▶ _THE REQUEST_
Convert the items below into a two-column CSV with the header row text,answer. Give one row per item: its text in the first column and its answer in the second. Enclose each field in double quotes, and replace any line breaks inside a field with spaces. Leave the pictures out.

▶ _GIVEN RECORDS_
----

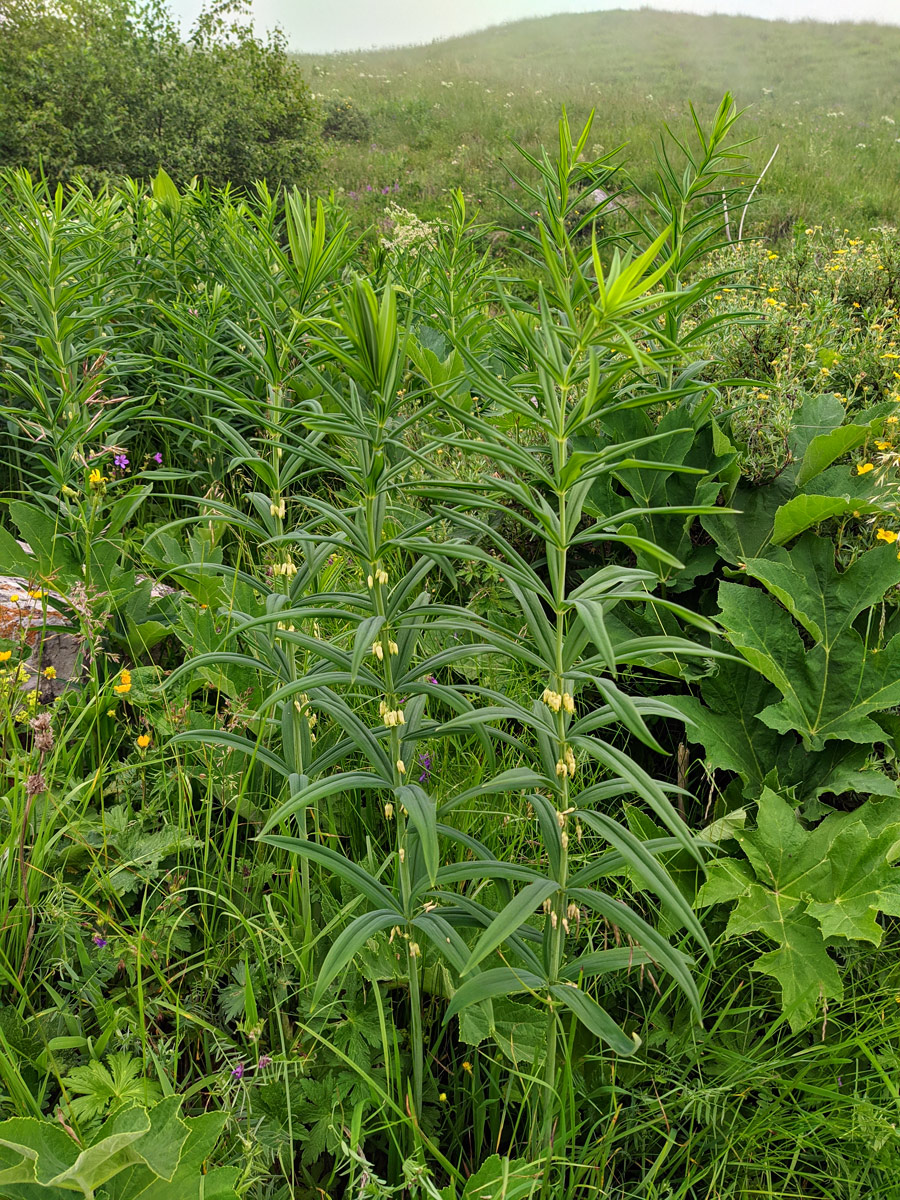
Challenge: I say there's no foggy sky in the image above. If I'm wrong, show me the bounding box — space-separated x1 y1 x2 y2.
170 0 900 54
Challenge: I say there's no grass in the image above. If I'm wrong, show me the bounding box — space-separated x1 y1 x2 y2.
300 11 900 236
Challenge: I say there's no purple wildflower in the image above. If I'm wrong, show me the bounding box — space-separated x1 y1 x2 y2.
419 754 431 784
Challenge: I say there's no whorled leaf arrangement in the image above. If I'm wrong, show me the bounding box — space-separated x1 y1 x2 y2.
158 97 736 1188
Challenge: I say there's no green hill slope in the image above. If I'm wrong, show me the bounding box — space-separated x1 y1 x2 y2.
301 10 900 234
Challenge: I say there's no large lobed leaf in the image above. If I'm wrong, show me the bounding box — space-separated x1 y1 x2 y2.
697 788 900 1031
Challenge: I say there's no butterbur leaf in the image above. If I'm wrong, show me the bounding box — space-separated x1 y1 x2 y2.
697 788 900 1031
754 914 844 1032
719 534 900 750
772 494 883 546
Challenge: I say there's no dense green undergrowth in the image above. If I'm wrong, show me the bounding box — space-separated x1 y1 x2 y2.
0 97 900 1200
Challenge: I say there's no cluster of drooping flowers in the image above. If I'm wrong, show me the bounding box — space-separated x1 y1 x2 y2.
378 700 407 730
541 688 575 715
557 745 575 779
272 557 296 580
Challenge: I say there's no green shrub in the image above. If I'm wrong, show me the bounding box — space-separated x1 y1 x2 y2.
322 100 372 142
0 0 317 186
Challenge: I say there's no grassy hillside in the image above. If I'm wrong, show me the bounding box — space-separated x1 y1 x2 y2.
301 11 900 234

----

▶ _RESULT_
text,answer
"Challenge: I say there's no foggy sky in the image above. If I'm wrong, show me the bounding box — space-separated x1 y1 x2 y2.","170 0 900 54"
"Challenge: I say there's no grass in the image above. If I'm wrong, show me the bounding box — space-separated x1 y1 x2 y2.","300 11 900 236"
"Challenge: I say there's no purple wildflower in the image above. If I'm wrong, show me the bounding box — space-separated x1 y1 x2 y2.","419 754 431 784"
"Challenge: I say there's no whorled leaf arrangement in the image above. If I'm wrong, show me the bounding box — space-separated x1 y1 x2 y2.","158 97 736 1188"
"Challenge: I say there's no green hill slope in the image above. If I'm wrong, show me the bounding box — space-separated x1 y1 x2 y2.","301 10 900 234"
"Challenge: I say there's no large lobed leaf in the image above. If I'm wrong, show me the bounding box — space-separated x1 y1 x2 y2.","697 788 900 1031"
"Challenge: I say there's no butterbur leaf in the image above. If I'm wrong, show me the bounding box — space-separated x1 y1 x2 y2.","697 788 900 1031 754 914 844 1032 719 534 900 750 772 494 883 546"
"Challenge: I say there's no dense green undergrowth in the image above. If I'm wrong, show me the bounding box — space-separated x1 y1 x2 y2.","0 97 900 1200"
"Challenge: I say there's no cluster of drooping flowers in the image above. If I'm wrong, show me the bounding box — space-separated x1 y1 x2 y2.","378 700 407 730 541 688 575 715 557 745 575 779 272 557 296 580"
"Challenge: I say there's no green shrub in the image above. If I'm wrong, show me the bounding box — space-separated x1 y1 x2 y2.","322 100 372 142 0 0 317 186"
"Challenge: I say there's no grassy hillside in the image above. If I'm wrong, show me the bounding box — space-separated x1 y1 x2 y2.","301 11 900 234"